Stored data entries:
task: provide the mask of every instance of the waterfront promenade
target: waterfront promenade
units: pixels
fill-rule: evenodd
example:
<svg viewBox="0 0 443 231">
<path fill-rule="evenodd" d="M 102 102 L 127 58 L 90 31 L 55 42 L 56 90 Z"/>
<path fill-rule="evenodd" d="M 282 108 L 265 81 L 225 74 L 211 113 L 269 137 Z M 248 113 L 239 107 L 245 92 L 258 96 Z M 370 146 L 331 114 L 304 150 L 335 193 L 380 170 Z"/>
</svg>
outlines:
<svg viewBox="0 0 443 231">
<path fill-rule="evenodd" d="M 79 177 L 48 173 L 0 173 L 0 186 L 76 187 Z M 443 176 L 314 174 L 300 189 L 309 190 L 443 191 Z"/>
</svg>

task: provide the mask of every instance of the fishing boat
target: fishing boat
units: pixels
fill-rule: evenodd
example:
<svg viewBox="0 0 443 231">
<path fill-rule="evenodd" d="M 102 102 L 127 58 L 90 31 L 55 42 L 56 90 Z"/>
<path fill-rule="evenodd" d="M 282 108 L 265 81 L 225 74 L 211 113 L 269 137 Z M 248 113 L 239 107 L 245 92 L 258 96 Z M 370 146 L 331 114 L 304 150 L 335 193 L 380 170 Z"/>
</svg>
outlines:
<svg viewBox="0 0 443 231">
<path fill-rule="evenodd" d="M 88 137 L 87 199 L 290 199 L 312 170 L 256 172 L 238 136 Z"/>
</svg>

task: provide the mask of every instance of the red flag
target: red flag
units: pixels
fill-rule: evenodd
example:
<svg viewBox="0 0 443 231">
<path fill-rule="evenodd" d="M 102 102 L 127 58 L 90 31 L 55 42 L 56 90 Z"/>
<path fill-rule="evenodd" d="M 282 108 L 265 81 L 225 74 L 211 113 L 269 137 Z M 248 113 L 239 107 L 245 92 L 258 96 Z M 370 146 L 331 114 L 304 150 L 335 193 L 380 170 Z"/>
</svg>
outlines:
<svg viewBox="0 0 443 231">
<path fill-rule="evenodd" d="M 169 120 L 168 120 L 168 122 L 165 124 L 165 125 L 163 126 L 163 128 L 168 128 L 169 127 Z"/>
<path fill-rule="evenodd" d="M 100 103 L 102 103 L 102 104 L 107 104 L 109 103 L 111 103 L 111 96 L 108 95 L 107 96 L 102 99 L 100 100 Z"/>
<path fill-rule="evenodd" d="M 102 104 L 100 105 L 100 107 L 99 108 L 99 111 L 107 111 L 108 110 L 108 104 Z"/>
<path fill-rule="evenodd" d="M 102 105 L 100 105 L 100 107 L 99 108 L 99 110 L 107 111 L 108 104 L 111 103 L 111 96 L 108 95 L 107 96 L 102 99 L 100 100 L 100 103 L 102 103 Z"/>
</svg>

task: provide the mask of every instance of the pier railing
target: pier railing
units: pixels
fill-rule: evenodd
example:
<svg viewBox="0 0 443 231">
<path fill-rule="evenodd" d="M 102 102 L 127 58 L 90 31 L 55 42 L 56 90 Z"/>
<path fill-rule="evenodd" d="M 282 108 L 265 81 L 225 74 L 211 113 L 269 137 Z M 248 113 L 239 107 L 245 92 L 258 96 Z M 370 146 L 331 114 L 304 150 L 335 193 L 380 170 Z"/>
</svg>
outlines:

#### What needs to be done:
Reproduce all of the entries word for word.

#### Written response:
task: provide the mask of every instance of the waterfront promenade
target: waterfront promenade
units: pixels
fill-rule: evenodd
example:
<svg viewBox="0 0 443 231">
<path fill-rule="evenodd" d="M 102 102 L 127 58 L 90 31 L 55 42 L 56 90 Z"/>
<path fill-rule="evenodd" d="M 282 108 L 265 81 L 225 74 L 211 113 L 269 137 Z M 248 113 L 239 107 L 245 92 L 258 96 Z M 370 146 L 331 114 L 304 150 L 335 193 L 380 170 Z"/>
</svg>
outlines:
<svg viewBox="0 0 443 231">
<path fill-rule="evenodd" d="M 79 177 L 48 173 L 0 173 L 0 186 L 76 187 Z M 443 176 L 314 174 L 300 189 L 309 190 L 443 191 Z"/>
</svg>

task: provide the mask of every instance of the fishing boat
target: fishing boat
units: pixels
fill-rule: evenodd
example:
<svg viewBox="0 0 443 231">
<path fill-rule="evenodd" d="M 102 102 L 127 58 L 90 31 L 55 42 L 56 90 Z"/>
<path fill-rule="evenodd" d="M 282 108 L 265 81 L 225 74 L 211 113 L 269 137 Z M 248 113 L 239 107 L 245 92 L 258 96 Z M 370 146 L 331 114 L 304 150 L 335 193 L 380 170 Z"/>
</svg>
outlines:
<svg viewBox="0 0 443 231">
<path fill-rule="evenodd" d="M 88 137 L 87 199 L 290 199 L 312 170 L 256 172 L 238 136 Z"/>
</svg>

task: provide the mask of every instance of the red flag
target: red flag
units: pixels
fill-rule: evenodd
example:
<svg viewBox="0 0 443 231">
<path fill-rule="evenodd" d="M 102 102 L 127 58 L 90 31 L 55 42 L 56 90 Z"/>
<path fill-rule="evenodd" d="M 282 108 L 265 81 L 225 74 L 211 113 L 269 137 Z M 248 113 L 239 107 L 245 92 L 258 96 Z M 370 146 L 331 114 L 304 150 L 335 193 L 380 170 Z"/>
</svg>
outlines:
<svg viewBox="0 0 443 231">
<path fill-rule="evenodd" d="M 169 120 L 168 120 L 168 122 L 165 124 L 165 125 L 163 126 L 163 128 L 168 128 L 169 127 Z"/>
<path fill-rule="evenodd" d="M 100 103 L 102 103 L 102 104 L 107 104 L 109 103 L 111 103 L 111 96 L 108 95 L 107 96 L 102 99 L 100 100 Z"/>
<path fill-rule="evenodd" d="M 102 104 L 100 105 L 100 107 L 99 108 L 99 111 L 107 111 L 108 110 L 108 104 Z"/>
<path fill-rule="evenodd" d="M 102 105 L 100 105 L 100 107 L 99 108 L 99 110 L 107 111 L 108 104 L 111 103 L 111 96 L 108 95 L 107 96 L 102 99 L 100 100 L 100 103 L 102 103 Z"/>
</svg>

task: provide the mask of every instance of the pier railing
target: pier railing
units: pixels
fill-rule: evenodd
example:
<svg viewBox="0 0 443 231">
<path fill-rule="evenodd" d="M 102 102 L 127 58 L 90 31 L 55 42 L 56 90 Z"/>
<path fill-rule="evenodd" d="M 282 108 L 265 81 L 225 74 L 211 113 L 269 137 Z M 248 113 L 239 107 L 245 92 L 258 96 Z M 370 146 L 331 114 L 304 150 L 335 193 L 380 170 Z"/>
</svg>
outlines:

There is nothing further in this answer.